Please translate this sentence from the PolyPhen page below into Spanish: "PolyPhen predicts the effect of nsSNPs by combining a number of properties relating to the structure and function of the encoded protein."

> Given passage
..............................
PolyPhen (Polymorphism Phenotyping)


Back to catalogue >>

Reference: Ramensky V., Bork P., Sunyaev S. Human non-synonymous SNPs: server and survey. Nucleic acids research (2002) 30 (17) 3894-3900.
Hosted: Developed by the Bork group (EMBL) and Sunyaev lab and hosted by Harvard Medical School – This tool is no longer maintained or updated (http://genetics.bwh.harvard.edu/pph/)

Summary:
PolyPhen predicts the effect of nsSNPs by combining a number of properties relating to the structure and function of the encoded protein.

Methodology:
• A sequence-based characterisation of the site is performed to identify any functionally important regions that may be substituted (e.g. an active site).
• Mutations at these sites are assessed against a substitution matrix to evaluate their effect.
• Homologous sequences are also obtained from a BLAST search against the NCBI non-redundant database to calculate position-specific independent counts (PSICs).
• Structural features such as amino acid atomic contacts and solvent accessibility are also assessed and empirically determined cutoffs used to predict if the substitution is ‘probably damaging’, ‘possibiliy damaging’ or ‘benign’.

Input:
The user can provide a UniProt ID or copy and paste the query sequence in FASTA format. The substitution (one per run) is also required.

Additional options:
• The structural database used can be either PDB (a database of protein structures) or PQS (a database of protein structures in complexes). PDB is likely to be quicker but PQS is the default as it may provide additional residue contact information.
• BLAST hits can be sorted by e-value (default) or sequence identity.
• Map to mismatch – By default, a hit is rejected if its amino acid at the corresponding position differs from the amino acid in the input sequence. Changing to ‘YES’ should be done with caution and only where structural homologues cannot be found.
• Structural parameters can be calculated for the first hit or all hits.
• Contacts can also be calculated for the first hit or all hits.
• Sequences with a minimum alignment length can be filtered out.
• Maximum gap length can be changed to filter out more distant homologues.
• The threshold for residue contacts can be changed from the default of 6Å.
..............................
> Excerpted data

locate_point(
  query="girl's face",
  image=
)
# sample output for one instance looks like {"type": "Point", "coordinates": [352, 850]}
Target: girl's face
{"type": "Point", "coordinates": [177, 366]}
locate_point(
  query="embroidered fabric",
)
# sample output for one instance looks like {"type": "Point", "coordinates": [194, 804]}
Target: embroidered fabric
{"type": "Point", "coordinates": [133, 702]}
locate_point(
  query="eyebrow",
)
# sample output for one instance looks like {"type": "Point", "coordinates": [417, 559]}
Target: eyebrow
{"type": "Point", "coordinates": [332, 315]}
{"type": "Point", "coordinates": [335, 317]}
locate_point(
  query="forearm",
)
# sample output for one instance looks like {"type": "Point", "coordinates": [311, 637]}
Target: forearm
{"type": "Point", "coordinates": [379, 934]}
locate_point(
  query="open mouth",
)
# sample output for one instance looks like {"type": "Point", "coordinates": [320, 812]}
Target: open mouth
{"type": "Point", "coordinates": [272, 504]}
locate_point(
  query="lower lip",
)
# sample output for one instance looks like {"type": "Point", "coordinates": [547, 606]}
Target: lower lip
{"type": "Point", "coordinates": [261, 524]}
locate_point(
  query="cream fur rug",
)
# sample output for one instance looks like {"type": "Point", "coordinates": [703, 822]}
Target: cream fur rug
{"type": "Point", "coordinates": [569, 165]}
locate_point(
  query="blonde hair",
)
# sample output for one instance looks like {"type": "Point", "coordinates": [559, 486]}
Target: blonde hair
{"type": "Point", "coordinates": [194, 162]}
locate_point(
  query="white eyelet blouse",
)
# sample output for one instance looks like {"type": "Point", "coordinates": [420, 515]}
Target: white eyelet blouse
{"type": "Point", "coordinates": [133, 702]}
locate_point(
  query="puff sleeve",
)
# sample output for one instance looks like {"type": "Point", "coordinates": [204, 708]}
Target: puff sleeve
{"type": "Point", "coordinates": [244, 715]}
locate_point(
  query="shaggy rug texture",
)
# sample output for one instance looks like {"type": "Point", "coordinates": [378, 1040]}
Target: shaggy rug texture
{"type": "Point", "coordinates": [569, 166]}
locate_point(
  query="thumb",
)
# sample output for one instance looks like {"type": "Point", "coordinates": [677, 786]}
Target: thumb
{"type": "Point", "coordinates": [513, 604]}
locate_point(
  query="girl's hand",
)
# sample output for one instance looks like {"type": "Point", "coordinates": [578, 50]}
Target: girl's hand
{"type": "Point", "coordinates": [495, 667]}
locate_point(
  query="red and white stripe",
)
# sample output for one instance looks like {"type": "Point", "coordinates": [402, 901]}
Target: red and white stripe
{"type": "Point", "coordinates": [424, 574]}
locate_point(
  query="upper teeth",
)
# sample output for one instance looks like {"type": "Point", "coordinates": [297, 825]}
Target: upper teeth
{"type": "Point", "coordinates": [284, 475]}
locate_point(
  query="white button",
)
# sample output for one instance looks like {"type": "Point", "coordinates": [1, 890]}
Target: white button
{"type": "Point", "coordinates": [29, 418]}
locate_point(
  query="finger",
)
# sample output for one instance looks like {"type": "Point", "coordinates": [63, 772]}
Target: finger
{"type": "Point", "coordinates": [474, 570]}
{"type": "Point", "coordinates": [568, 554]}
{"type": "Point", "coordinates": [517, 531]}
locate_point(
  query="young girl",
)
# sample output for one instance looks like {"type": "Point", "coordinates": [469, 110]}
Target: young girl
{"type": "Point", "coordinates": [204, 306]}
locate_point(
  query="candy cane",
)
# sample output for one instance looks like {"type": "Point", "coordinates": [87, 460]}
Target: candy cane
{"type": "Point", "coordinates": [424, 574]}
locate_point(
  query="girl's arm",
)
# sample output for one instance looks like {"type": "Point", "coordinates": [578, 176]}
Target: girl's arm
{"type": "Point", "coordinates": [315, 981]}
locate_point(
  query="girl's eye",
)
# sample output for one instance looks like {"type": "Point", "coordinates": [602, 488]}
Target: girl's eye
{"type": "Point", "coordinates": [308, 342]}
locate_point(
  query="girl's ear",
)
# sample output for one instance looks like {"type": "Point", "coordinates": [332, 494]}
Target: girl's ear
..............................
> Task solution
PolyPhen predice el efecto de los nsSNP combinando una serie de propiedades relacionadas con la estructura y la función de la proteína codificada.